## [Requests]
(1) Please duplicate the part of the Vertex AI lab starting at "## ELI5: Vertex" and ending at "(your cloud ecosystem)!".
(2) Answer these questions from the Vertex AI lab:
(a) How much time is the lab expected to take?
(b) Which earlier lab must be finished first?
(c) According to the comparison table, how does SageMaker integrate with BigQuery?
(3) Write what comes next in the Vertex AI lab, picking up right after its final line.

## [Passage to read]
<<<<
# Lab 4.4.4: Deploying Models to GCP Vertex AI

**Module:** 4.4 - Containerization & Cloud Deployment  
**Time:** 2 hours  
**Difficulty:** ⭐⭐⭐⭐ (Advanced)

---

## Learning Objectives

By the end of this lab, you will:
- [ ] Understand GCP Vertex AI architecture
- [ ] Deploy custom containers to Vertex AI
- [ ] Configure GPU-accelerated endpoints
- [ ] Compare Vertex AI with AWS SageMaker
- [ ] Optimize for cost and performance

---

## Prerequisites

- GCP Account with Vertex AI enabled
- gcloud CLI configured (`gcloud auth login`)
- Completed: Lab 4.4.3 (SageMaker for comparison)

**Note:** This lab can be completed in simulation mode without GCP access.

---

## Real-World Context

**Why consider Vertex AI?**

| Feature | Vertex AI | SageMaker |
|---------|-----------|----------|
| BigQuery integration | Native | Via S3/Athena |
| Pricing simplicity | Simpler | Complex |
| GPU options | Good | Excellent |
| AutoML | Strong | Good |
| Ecosystem | GCP-centric | AWS-centric |

**Choose Vertex AI when:**
- Your data is in BigQuery
- You're already on GCP
- You need simpler pricing

---

## ELI5: Vertex AI vs SageMaker

> **It's like choosing between pizza delivery services...**
>
> **SageMaker** is like a big chain (Domino's). Huge menu, lots of options, sometimes confusing pricing, works everywhere.
>
> **Vertex AI** is like a local pizzeria that knows your neighborhood. Fewer options, but simpler menu, and if you already shop at nearby stores (BigQuery, GCS), they know your preferences.
>
> **Both deliver great pizza (ML models)** - the choice depends on where you live (your cloud ecosystem)!

In [None]:
# Check GCP environment
import subprocess
import os

print("GCP Environment Check")
>>>>
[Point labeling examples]
<<<<
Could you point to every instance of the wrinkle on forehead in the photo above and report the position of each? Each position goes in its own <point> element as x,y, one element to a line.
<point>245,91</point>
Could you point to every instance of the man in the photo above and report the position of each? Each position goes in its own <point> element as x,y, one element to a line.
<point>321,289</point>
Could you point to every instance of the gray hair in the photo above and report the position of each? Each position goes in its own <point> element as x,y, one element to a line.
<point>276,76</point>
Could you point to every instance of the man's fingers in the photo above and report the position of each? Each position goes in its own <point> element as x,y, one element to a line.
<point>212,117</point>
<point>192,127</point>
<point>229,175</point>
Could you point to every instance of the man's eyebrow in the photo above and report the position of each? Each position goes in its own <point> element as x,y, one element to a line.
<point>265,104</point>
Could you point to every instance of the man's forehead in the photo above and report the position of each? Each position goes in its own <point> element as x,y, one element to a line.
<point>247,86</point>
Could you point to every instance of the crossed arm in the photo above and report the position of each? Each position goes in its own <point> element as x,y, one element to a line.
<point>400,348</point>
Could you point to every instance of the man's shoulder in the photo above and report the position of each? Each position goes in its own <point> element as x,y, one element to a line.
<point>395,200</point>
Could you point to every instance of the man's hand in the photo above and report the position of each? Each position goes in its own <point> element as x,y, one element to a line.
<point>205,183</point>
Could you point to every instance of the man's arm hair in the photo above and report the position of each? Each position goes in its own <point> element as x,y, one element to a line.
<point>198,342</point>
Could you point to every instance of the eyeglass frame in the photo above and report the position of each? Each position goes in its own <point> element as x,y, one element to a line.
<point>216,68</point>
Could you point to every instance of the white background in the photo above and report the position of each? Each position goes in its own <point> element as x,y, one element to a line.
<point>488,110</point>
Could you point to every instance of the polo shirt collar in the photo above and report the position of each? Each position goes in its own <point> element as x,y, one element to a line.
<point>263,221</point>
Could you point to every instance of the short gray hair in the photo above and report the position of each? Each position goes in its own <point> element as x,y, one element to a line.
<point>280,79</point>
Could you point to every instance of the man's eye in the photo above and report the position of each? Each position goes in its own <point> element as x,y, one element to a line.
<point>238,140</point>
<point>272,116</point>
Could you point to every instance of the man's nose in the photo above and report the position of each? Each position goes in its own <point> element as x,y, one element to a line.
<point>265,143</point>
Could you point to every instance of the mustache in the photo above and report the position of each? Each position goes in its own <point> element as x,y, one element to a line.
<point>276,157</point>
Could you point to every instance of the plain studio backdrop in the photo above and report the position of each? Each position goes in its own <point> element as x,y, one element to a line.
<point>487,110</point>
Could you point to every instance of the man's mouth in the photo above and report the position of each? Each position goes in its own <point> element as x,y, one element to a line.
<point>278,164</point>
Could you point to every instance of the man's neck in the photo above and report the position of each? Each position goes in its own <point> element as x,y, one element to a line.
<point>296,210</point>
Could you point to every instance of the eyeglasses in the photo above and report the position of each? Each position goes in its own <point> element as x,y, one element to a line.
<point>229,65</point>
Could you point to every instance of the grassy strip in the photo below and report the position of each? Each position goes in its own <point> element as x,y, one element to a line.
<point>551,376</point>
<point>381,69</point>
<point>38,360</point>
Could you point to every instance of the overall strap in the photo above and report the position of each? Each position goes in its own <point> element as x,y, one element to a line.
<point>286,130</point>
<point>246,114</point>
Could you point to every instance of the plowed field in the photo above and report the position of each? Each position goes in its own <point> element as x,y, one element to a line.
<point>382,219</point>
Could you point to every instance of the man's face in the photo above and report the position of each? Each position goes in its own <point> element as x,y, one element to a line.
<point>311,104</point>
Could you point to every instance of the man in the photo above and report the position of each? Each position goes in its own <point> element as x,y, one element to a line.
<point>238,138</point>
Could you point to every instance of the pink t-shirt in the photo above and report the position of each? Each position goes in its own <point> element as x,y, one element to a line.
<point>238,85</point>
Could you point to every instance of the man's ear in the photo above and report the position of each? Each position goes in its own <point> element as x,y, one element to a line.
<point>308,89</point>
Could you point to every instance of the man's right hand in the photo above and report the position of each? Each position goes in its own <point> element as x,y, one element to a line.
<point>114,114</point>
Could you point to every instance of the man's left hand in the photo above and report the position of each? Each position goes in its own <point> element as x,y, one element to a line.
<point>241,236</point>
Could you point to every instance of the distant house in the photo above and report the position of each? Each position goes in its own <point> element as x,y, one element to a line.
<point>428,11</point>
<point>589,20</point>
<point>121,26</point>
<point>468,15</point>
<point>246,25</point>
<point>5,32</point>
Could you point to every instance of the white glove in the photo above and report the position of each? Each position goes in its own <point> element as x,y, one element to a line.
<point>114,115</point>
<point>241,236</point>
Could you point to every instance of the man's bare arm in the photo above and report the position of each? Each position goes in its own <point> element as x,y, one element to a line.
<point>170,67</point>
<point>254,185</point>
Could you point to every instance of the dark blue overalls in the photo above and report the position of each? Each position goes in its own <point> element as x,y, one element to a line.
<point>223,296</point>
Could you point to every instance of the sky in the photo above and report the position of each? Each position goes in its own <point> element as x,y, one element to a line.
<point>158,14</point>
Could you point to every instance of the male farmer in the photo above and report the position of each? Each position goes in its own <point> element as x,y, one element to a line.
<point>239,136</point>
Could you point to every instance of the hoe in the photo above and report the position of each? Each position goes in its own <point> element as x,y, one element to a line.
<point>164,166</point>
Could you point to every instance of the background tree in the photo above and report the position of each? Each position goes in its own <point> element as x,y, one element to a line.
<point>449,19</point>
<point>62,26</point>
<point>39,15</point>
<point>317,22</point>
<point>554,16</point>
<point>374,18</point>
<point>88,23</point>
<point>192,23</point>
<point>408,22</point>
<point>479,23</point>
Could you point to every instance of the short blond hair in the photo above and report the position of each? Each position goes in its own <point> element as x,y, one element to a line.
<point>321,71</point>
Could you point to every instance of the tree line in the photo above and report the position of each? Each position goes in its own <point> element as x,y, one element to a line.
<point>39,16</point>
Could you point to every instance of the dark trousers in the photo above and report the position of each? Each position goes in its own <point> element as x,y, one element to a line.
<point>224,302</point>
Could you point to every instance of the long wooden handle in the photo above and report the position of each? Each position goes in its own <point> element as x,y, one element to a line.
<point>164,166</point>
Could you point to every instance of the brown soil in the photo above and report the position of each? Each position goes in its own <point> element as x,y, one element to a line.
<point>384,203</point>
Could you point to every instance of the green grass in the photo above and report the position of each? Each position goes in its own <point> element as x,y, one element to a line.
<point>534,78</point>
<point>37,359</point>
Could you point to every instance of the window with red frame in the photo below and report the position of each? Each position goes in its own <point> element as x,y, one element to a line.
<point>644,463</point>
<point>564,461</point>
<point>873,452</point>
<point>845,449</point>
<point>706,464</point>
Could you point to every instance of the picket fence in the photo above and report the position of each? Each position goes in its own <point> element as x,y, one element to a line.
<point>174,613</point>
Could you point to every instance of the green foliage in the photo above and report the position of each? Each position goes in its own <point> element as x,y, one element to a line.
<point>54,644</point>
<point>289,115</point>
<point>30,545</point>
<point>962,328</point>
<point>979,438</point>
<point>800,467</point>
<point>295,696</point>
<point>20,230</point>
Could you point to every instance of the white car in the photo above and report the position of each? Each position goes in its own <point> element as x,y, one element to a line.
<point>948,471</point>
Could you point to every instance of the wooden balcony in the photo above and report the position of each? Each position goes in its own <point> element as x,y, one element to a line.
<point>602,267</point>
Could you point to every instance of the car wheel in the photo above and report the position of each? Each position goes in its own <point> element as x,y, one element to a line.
>>>>
## [Outputs]
(1)
## ELI5: Vertex AI vs SageMaker

> **It's like choosing between pizza delivery services...**
>
> **SageMaker** is like a big chain (Domino's). Huge menu, lots of options, sometimes confusing pricing, works everywhere.
>
> **Vertex AI** is like a local pizzeria that knows your neighborhood. Fewer options, but simpler menu, and if you already shop at nearby stores (BigQuery, GCS), they know your preferences.
>
> **Both deliver great pizza (ML models)** - the choice depends on where you live (your cloud ecosystem)!

(2)
(a) 2 hours
(b) Lab 4.4.3
(c) Via S3/Athena

(3)
print("=" * 60)

# Check gcloud CLI
result = subprocess.run(["gcloud", "--version"], capture_output=True, text=True)
if result.returncode == 0:
    version = result.stdout.split('\n')[0]
    print(f"gcloud CLI: {version}")
else:
    print(" gcloud CLI not installed")

# Check authentication
result = subprocess.run(
    ["gcloud", "auth", "list", "--format=value(account)"],
    capture_output=True, text=True
)
if result.stdout.strip():
    print(f"Authenticated as: {result.stdout.strip().split()[0]}")
else:
    print(" Not authenticated. Run: gcloud auth login")

# Check google-cloud-aiplatform SDK
try:
    from google.cloud import aiplatform
    print(f"google-cloud-aiplatform: Installed")
except ImportError:
    print(" google-cloud-aiplatform not installed")
    print("   Run: pip install google-cloud-aiplatform")

print("\n" + "=" * 60)

In [None]:
# Import our cloud utilities
import sys
sys.path.insert(0, '..')

from scripts.cloud_utils import (
    VertexAIDeployer,
    compare_platforms,
    estimate_cloud_costs,
)

print("Cloud utilities loaded!")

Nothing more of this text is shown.